##### Text under study
LOGAN — A recent surge in scams has local law enforcement agencies sounding an alarm. In at least a couple cases a week, fraudsters are successfully conning thousands of dollars from local residents.
Logan City Police Chief Gary Jensen said many of the victims reported receiving a phone call, stating there was a warrant out for their arrest or a utility bill was due. In almost all cases, the caller was demanding immediate payment.
“They are demanding payment now or else something bad will happen,” explained Jensen. “Their loved one will go to jail because a warrant is out, or their utilities are going to be turned off. It is usually a very emotional caller and they are demanding something be done immediately.”
In many cases, the caller had researched information about the victim online or used personal information about their family or residence to sound believable. They also spoofed their phone number so that it appeared like they were calling from a legitimate company.
Jensen said anytime residents receive similar types of phone calls or emails, stop and evaluate the situation. Ask the caller where they are calling from, and then contact that company on your own to verify the claim.
“Slowdown and diffuse the situation by asking a number of questions. Typically the scammer will become more emotional and more threatening. This is the time that you can be certain that this is a scam phone call. Even private entities or government entities will not get so aggressive and so threatening in these kinds of situations.”
Several romance scams have also occurred recently, where victims reportedly met someone online and began to correspond. As the relationship continued, the person asked for money so they could purchase a plane ticket to meet the victim, but then disappeared after the funds were sent.
##########
##### Material supplied
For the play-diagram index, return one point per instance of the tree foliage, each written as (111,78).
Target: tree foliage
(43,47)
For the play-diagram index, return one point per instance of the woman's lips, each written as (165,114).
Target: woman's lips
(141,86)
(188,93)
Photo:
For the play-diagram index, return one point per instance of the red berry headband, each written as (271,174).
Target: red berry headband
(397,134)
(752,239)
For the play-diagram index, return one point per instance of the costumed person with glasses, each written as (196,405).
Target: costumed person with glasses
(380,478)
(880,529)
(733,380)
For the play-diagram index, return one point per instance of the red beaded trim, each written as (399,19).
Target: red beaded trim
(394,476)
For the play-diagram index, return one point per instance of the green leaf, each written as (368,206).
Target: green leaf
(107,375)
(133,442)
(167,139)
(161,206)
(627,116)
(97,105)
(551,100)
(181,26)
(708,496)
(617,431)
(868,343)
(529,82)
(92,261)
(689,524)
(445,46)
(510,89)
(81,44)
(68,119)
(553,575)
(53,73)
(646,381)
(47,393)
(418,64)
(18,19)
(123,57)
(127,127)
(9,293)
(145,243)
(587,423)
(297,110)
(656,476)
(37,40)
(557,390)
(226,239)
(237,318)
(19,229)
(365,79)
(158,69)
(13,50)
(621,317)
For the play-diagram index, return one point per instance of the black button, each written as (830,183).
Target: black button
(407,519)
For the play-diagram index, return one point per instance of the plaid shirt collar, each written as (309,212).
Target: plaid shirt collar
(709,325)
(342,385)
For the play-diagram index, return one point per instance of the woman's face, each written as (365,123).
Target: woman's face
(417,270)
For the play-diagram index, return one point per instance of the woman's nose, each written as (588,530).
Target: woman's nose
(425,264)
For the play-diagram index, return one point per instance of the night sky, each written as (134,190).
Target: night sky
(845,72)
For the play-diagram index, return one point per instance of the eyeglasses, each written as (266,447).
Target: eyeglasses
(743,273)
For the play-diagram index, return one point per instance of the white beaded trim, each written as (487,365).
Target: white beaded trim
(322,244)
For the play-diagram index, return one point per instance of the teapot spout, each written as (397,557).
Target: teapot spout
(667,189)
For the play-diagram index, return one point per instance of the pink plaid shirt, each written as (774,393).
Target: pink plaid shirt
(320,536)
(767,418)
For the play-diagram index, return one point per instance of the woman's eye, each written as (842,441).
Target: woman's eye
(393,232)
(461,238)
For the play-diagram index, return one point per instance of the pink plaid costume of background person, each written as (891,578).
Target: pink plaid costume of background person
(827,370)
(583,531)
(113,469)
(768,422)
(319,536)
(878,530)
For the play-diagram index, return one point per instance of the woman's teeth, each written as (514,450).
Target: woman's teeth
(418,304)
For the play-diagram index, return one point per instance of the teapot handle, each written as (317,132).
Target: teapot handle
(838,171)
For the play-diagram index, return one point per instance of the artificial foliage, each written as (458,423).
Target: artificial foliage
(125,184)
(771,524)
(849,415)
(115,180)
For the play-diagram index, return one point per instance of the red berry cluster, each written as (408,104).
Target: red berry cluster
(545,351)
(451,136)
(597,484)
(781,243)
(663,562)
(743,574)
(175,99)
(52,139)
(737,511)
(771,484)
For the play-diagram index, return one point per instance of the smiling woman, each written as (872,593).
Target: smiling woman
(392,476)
##########
(List of tasks):
**1)** In the report on local scams, what is the name of the Logan City Police Chief?
**2)** Reproduce the passage from the report on local scams, beginning at the words "Jensen said anytime" and stopping after "funds were sent.".
**3)** Take the report on local scams further, writing on from the point where it stops.

(Exercise answers):
**1)** Gary Jensen

**2)**
Jensen said anytime residents receive similar types of phone calls or emails, stop and evaluate the situation. Ask the caller where they are calling from, and then contact that company on your own to verify the claim.
“Slowdown and diffuse the situation by asking a number of questions. Typically the scammer will become more emotional and more threatening. This is the time that you can be certain that this is a scam phone call. Even private entities or government entities will not get so aggressive and so threatening in these kinds of situations.”
Several romance scams have also occurred recently, where victims reportedly met someone online and began to correspond. As the relationship continued, the person asked for money so they could purchase a plane ticket to meet the victim, but then disappeared after the funds were sent.

**3)**
Jensen explained that another sign of scammers is the way they ask for payment. It is almost always by bitcoin or gift cards, and never traditional payment methods like a check or credit card.
“Doesn’t matter if it’s electronic gift cards or gift cards over at Walmart, if they are asking for payment like that in those kinds of currencies, I can almost promise you with 100 percent surety that it is a scam. If people are looking for payment with those kinds of methods, hangup and then do your homework. Once again, call the company that says you owe them money and do your own investigation.”
Scammers prefer gift cards and bitcoins because they are able to be transferred electronically around the world. They also are impossible for law enforcement agencies to track and retrieve.
Jensen said fraudulent calls seem to be on the rise right now, partly due to the holiday season and the pandemic that has produced a lot of uncertainty in people’s lives. He reminded residents that they can always call law enforcement and let them assist in verifying the legitimacy of a call.
“We see these almost daily. We would much rather be a part of proactively helping you to be financially safe, then re-actively investigating fraud that we really have a difficult time in taking the case to an end where a person may get their money back.”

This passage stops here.